> 課題 A:
詩「その五」を論じた抜粋の要旨を、2文でまとめてください。
> 課題 B:
詩「その五」を論じた抜粋の続きを、最後の文の次から書き進めてください。

> 抜粋:
▬▬▬▬▬▬
前回の読解をまとめよう。端的に言い表せば、記憶の非自発的な想起と過去の自身との同一化である。「ざんげの~」で心象風景と記憶とが重ね合わされ始めており、まるで『雪国』冒頭のような二重写しの様相を呈しつつある。


 なればこそ、「その五」で歌われるのは幼少期の記憶である。それも時間の隔たりを乗り越えて幼い彼の視点で、しかし今現在の彼が有する技巧をもって、過去の記憶が全く安らかな調子で歌われる。


    その五


 なににこがれて書くうたぞ

 一時にひらくうめすもも

 すももの蒼さ身にあびて

 田舎暮しのやすらかさ

 けふも母ぢやに叱られて

 すもものしたに身をよせぬ


 ここにあるのは一種の形式である。詩歌の伝統に則ったリズムによる、まるでお手本のような七五調である。


 完成された形式による「やすらかさ」が行間から滲み出していると言えるだろう。そして、完成されているが故に前進も後退もない足踏みのような停滞がある。言い換えればこの停滞の中にこそ、「やすらかさ」がある。
▬▬▬▬▬▬
> データセット:
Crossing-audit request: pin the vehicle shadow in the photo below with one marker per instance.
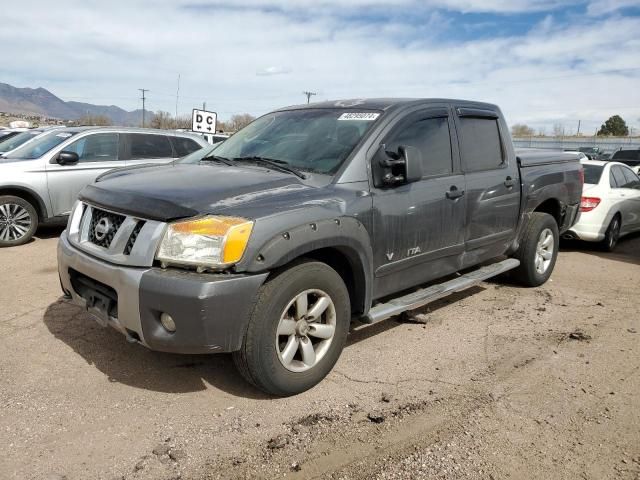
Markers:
▬▬▬▬▬▬
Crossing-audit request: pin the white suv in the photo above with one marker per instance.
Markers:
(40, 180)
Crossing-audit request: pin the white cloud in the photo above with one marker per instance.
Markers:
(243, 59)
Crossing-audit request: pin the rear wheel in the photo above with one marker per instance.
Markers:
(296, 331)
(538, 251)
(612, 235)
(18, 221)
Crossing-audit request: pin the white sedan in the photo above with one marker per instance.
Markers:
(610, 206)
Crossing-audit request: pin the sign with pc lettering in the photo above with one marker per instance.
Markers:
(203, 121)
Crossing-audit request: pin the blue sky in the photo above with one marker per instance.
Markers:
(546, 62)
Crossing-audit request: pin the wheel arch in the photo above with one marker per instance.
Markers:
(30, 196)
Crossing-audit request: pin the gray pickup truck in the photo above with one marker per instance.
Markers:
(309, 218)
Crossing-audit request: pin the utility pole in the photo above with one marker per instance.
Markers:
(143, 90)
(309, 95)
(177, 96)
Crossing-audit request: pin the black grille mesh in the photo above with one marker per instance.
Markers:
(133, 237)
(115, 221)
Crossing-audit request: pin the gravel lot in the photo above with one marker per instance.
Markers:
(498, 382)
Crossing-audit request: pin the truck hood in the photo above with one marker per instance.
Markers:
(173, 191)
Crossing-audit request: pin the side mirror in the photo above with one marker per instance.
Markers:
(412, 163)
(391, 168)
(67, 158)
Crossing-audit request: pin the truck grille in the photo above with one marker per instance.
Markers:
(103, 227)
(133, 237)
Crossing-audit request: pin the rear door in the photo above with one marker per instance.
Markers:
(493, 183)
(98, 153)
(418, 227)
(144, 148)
▬▬▬▬▬▬
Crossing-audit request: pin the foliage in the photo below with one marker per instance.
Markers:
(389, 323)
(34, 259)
▬▬▬▬▬▬
> 模範解答 A:
抜粋は、前回の読解を記憶の非自発的な想起と過去の自身との同一化とまとめ、「その五」では幼少期の記憶が幼い視点と現在の技巧によって全く安らかな調子で歌われると述べる。この詩はお手本のような七五調という完成された形式をとっており、その形式がもたらす前進も後退もない停滞の中にこそ「やすらかさ」があるとされる。

> 模範解答 B:
 だが、同様の停滞こそが今現在の彼を苛んでいるのではなかったか。異人としての疎外感を味わい、「ふるさと」を思い涙し、「かへらばや」と彼に言わしめたのも、この停滞が理由に他ならないのではないか? ……それだから「けふも母ぢやに叱られて」「すもものしたに身をよせぬ」かつての自分と感情を同じくして、彼は「あんずよ」と呼び掛ける。


 安らかな形式を破壊するまでに強い希求の念が、断片的な語句の奔流となってここに溢れ出す。語句を変え表現を変えて、焦燥にも似た強い調子で彼は何物かに向かって呼び掛け続ける。恋い焦がれるような純粋な願望をもって、あるいは停滞を打ち破らんとする意志の叫びでもって、「さびしや」から始まったこの作品は締めくくられる。


    その六


 あんずよ

 花着け

 地ぞ早やに輝やけ

 あんずよ花着け

 あんずよ燃えよ

 ああ あんずよ花着け


(了)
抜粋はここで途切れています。